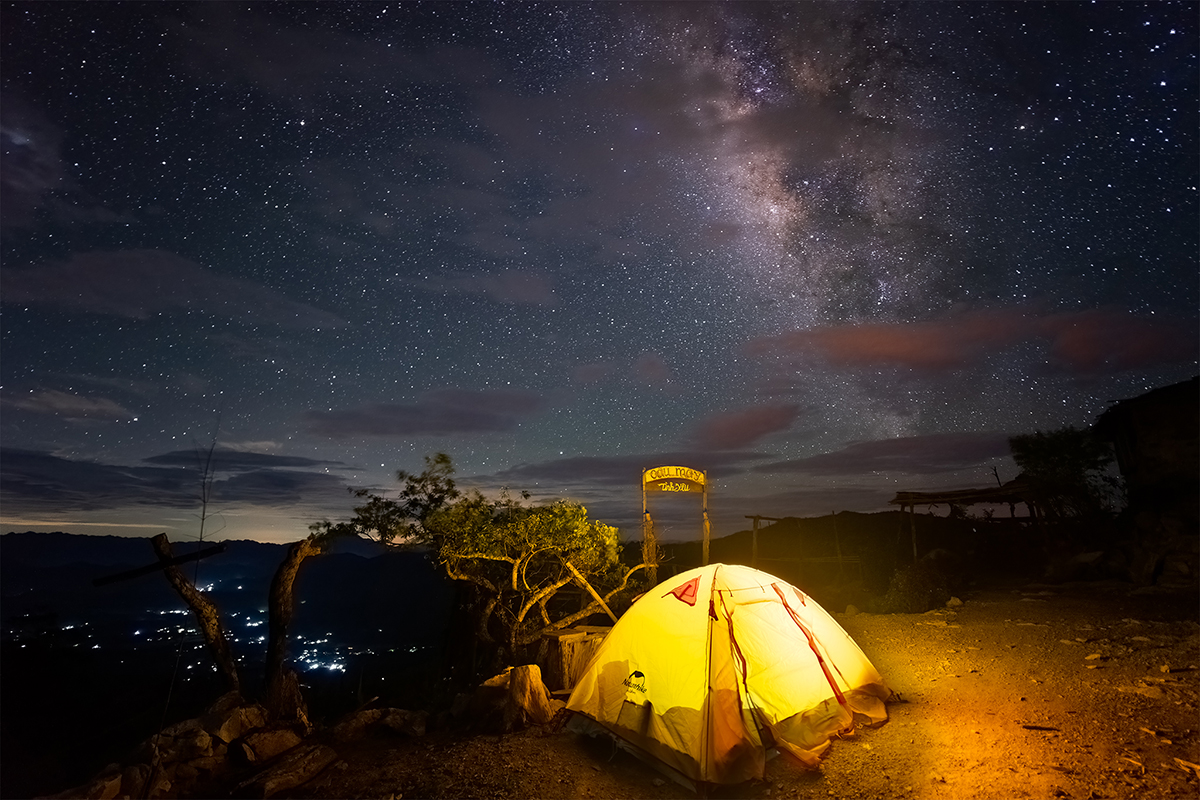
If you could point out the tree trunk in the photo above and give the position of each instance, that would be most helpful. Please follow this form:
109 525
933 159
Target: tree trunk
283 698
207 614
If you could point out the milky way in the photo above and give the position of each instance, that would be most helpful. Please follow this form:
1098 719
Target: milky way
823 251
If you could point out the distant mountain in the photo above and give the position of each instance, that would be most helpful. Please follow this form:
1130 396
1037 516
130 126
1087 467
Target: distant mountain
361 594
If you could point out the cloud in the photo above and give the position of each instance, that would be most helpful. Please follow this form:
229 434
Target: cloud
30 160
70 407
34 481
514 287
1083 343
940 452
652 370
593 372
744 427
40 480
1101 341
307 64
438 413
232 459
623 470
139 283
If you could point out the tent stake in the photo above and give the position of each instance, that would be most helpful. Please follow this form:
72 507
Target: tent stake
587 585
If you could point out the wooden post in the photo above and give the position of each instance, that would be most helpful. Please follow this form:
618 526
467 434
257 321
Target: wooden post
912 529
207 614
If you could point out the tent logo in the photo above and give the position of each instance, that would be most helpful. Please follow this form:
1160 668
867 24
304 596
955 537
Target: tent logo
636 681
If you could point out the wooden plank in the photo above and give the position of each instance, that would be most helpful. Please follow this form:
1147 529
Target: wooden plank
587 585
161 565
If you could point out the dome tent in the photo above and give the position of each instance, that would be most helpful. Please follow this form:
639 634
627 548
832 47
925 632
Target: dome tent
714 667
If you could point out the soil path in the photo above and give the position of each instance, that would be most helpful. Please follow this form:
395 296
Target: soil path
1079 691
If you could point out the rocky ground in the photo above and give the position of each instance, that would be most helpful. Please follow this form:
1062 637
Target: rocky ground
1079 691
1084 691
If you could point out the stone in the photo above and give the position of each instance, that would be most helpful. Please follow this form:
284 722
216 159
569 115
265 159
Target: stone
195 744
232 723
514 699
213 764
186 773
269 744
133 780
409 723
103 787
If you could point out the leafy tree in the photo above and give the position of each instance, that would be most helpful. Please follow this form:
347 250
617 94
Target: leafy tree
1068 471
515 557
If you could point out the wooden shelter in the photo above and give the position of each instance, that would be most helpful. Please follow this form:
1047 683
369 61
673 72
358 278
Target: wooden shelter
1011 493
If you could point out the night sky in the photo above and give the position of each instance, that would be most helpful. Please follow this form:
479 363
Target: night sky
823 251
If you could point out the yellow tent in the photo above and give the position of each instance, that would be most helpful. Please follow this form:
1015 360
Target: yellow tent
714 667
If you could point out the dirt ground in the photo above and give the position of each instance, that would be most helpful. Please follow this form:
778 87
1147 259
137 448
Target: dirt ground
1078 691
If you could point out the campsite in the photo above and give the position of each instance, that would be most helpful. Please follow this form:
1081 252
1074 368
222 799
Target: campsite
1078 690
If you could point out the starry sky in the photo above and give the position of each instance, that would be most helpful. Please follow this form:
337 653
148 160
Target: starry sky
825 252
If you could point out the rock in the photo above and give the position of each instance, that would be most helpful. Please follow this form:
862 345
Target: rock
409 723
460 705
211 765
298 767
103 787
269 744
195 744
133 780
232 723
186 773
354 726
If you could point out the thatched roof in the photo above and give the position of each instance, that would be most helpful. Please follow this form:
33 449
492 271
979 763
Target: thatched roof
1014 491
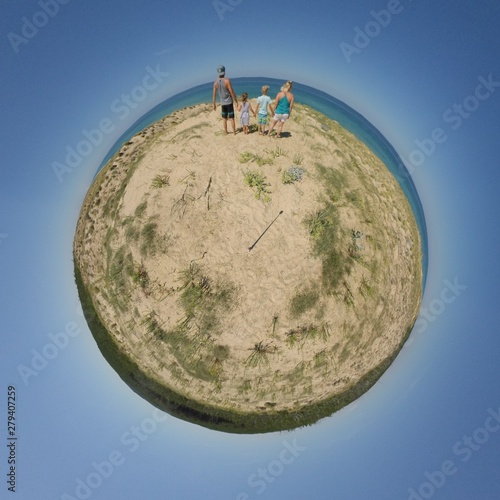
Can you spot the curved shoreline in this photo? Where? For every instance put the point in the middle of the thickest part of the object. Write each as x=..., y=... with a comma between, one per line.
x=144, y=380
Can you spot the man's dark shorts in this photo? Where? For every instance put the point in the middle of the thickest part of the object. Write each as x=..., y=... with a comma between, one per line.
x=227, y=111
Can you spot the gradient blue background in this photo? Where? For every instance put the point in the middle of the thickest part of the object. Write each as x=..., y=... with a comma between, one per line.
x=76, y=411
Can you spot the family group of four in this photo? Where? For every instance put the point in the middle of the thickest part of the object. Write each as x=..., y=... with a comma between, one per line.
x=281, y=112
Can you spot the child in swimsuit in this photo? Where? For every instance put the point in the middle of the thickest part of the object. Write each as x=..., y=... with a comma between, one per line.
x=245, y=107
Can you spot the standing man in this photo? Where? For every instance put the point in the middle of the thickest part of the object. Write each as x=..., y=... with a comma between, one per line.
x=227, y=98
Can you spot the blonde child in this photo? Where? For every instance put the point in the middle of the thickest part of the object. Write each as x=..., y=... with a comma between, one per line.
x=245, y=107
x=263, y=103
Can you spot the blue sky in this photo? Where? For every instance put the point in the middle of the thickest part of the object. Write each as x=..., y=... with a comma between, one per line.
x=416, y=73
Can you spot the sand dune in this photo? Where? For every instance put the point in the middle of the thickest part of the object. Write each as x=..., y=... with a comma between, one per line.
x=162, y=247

=======

### TASK DETAILS
Output all of the data exactly as it stands, minus any images.

### ANSWER FOR THIS EXERCISE
If you could point out the tree trunk in the photo above and give the position of each instance, that would be most helpful. Please follow this form:
109 525
933 159
Target: tree trunk
283 698
207 614
If you could point out the milky way in the photo above and give the position of each instance, that would be most helpful. Please follow this form:
1098 719
Target: milky way
823 251
If you could point out the distant mountain in the photo above and give the position of each instance, that would be most helpful. Please follow this form:
1130 396
1037 516
130 126
1087 467
Target: distant mountain
361 594
If you could point out the cloud in the photo above and give the position of each instance, that would be most helpful. Please follow this form:
229 434
Target: cloud
30 160
70 407
34 481
514 287
1083 343
940 452
652 370
593 372
744 427
40 480
1101 341
307 64
438 413
232 459
623 470
139 283
If you could point out the tent stake in the photo above and give the position of each instance, that would be most helpful. Please follow this form:
72 507
Target: tent stake
587 585
If you could point out the wooden post in the photo above and give the position of each instance, that would be most helpful. Please follow this form:
618 526
467 434
257 321
Target: wooden post
912 529
207 614
If you could point out the tent logo in the photo above and give the position of each instance, that would be most helpful. Please follow this form:
1160 668
867 24
304 596
955 537
Target: tent logo
636 681
If you could point out the wooden plank in the photo above and give the position of each instance, that would be most helpful. Please follow this form:
1147 529
Target: wooden plank
587 585
161 565
If you could point out the dome tent in the photo above and give the position of each instance, that would be most helpful. Please follow this form:
639 634
627 548
832 47
925 632
Target: dome tent
714 667
If you could point out the soil path in the photo above and give the position of each instance, that would be most helpful. Please follow this form:
395 296
Target: soil path
1079 691
If you could point out the rocky ground in the photo above and give the position of each instance, that would be most helpful. Please follow this form:
1062 637
Target: rocky ground
1079 691
1084 691
If you could point out the stone in the photo above and give the position of each instance, that would be most helpful. Please follow this form:
284 722
216 159
569 115
265 159
Target: stone
195 744
232 723
514 699
213 764
186 773
269 744
133 780
409 723
103 787
If you could point out the leafy tree in the photo above and give the position of each instance, that would be most helpful. Please follow this form:
347 250
617 94
Target: leafy tree
1068 471
515 557
If you could point out the wooden shelter in the photo above and give the position of each instance, that would be most helpful. Please follow this form:
1047 683
369 61
673 72
358 278
Target: wooden shelter
1011 493
If you could point out the night sky in the photo above and give the position of each instance, that would be most helpful. Please follow this form:
479 363
Target: night sky
823 251
If you could point out the yellow tent in the photo above and give the position of each instance, that would be most helpful. Please follow this form:
1015 360
Target: yellow tent
714 667
If you could point out the dirt ground in the photo above and give the position of each instance, that would be most helpful. Please follow this form:
778 87
1147 259
137 448
Target: dirt ground
1078 691
If you could point out the campsite in the photo above and give the position of each instance, that would be most helpful. Please follow this form:
1081 252
1074 368
222 799
Target: campsite
1078 690
If you could point out the starry sky in the photo above and give the position of each instance, that would be most helpful. Please follow this form:
337 653
148 160
Target: starry sky
825 252
If you could point out the rock in the photo above and give the position of each instance, that would be most helpful. Please follow this form:
862 345
Target: rock
409 723
460 705
211 765
298 767
103 787
269 744
195 744
133 780
232 723
186 773
354 726
If you could point out the thatched roof in the photo above and give the position of each instance, that would be most helpful. Please follow this form:
33 449
492 271
979 763
Target: thatched roof
1014 491
Can you spot the curved shoreline in this photo? Where? For every instance put the point in the middle of the thickest part of the object. Write each as x=..., y=... with a comma between, one per line.
x=144, y=380
Can you spot the man's dark shorts in this photo? Where? For every instance put the point in the middle of the thickest part of the object. Write each as x=..., y=... with a comma between, one per line.
x=227, y=111
Can you spot the gradient blue background in this photo? Where? For every instance put the point in the middle of the thickest part of the object. Write each as x=..., y=... with a comma between, one per line.
x=76, y=411
Can you spot the family group of four in this photo? Where? For every instance put the point in the middle of the thickest part of the object. Write each as x=..., y=... with a comma between, one per line.
x=281, y=112
Can you spot the child in swimsuit in this photo? Where? For every instance put the point in the middle of the thickest part of the object. Write each as x=..., y=... with a comma between, one per line.
x=245, y=107
Can you spot the standing man in this photo? Where? For every instance put the point in the middle of the thickest part of the object. Write each as x=..., y=... with a comma between, one per line.
x=227, y=98
Can you spot the blonde child in this photo? Where? For every instance put the point in the middle of the thickest part of the object. Write each as x=..., y=... with a comma between, one per line.
x=245, y=107
x=263, y=103
Can you spot the blue sky in this photo? Where? For every instance put the point in the middle of the thickest part of the object. Write each as x=..., y=... with a comma between, one per line.
x=416, y=73
Can you spot the sand dune in this photo? Where? For every instance put the point in the middle of the thickest part of the object. Write each as x=..., y=... with a comma between, one per line.
x=162, y=247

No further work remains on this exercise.